> [What to do]
Rewrite the lines of every entry below as a numbered list, leaving out any blank lines.

> [Extracted material]
--- Start ---
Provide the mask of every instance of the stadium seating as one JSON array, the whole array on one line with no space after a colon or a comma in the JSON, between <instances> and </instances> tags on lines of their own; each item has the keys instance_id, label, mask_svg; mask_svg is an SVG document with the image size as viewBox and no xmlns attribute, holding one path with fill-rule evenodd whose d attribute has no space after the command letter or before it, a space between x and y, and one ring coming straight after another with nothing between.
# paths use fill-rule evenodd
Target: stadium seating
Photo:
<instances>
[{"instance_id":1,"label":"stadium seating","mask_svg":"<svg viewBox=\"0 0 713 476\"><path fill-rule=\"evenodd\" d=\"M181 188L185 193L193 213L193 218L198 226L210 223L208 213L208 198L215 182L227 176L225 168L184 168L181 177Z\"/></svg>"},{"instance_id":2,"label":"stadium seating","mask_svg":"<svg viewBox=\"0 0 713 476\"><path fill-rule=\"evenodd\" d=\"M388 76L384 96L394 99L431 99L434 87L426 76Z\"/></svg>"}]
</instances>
--- End ---
> [Written solution]
1. Provide the mask of every instance of the stadium seating as one JSON array, the whole array on one line with no space after a colon or a comma in the JSON, between <instances> and </instances> tags on lines of their own; each item has the keys instance_id, label, mask_svg; mask_svg is an SVG document with the image size as viewBox and no xmlns attribute, holding one path with fill-rule evenodd whose d attribute has no space after the command letter or before it, a space between x and y, and one ring coming straight after another with nothing between.
2. # paths use fill-rule evenodd
3. Target: stadium seating
4. Photo:
5. <instances>
6. [{"instance_id":1,"label":"stadium seating","mask_svg":"<svg viewBox=\"0 0 713 476\"><path fill-rule=\"evenodd\" d=\"M181 188L185 193L193 213L193 218L198 226L210 223L208 213L208 198L215 182L227 176L225 168L184 168L181 177Z\"/></svg>"},{"instance_id":2,"label":"stadium seating","mask_svg":"<svg viewBox=\"0 0 713 476\"><path fill-rule=\"evenodd\" d=\"M388 76L384 96L394 99L431 99L434 87L426 76Z\"/></svg>"}]
7. </instances>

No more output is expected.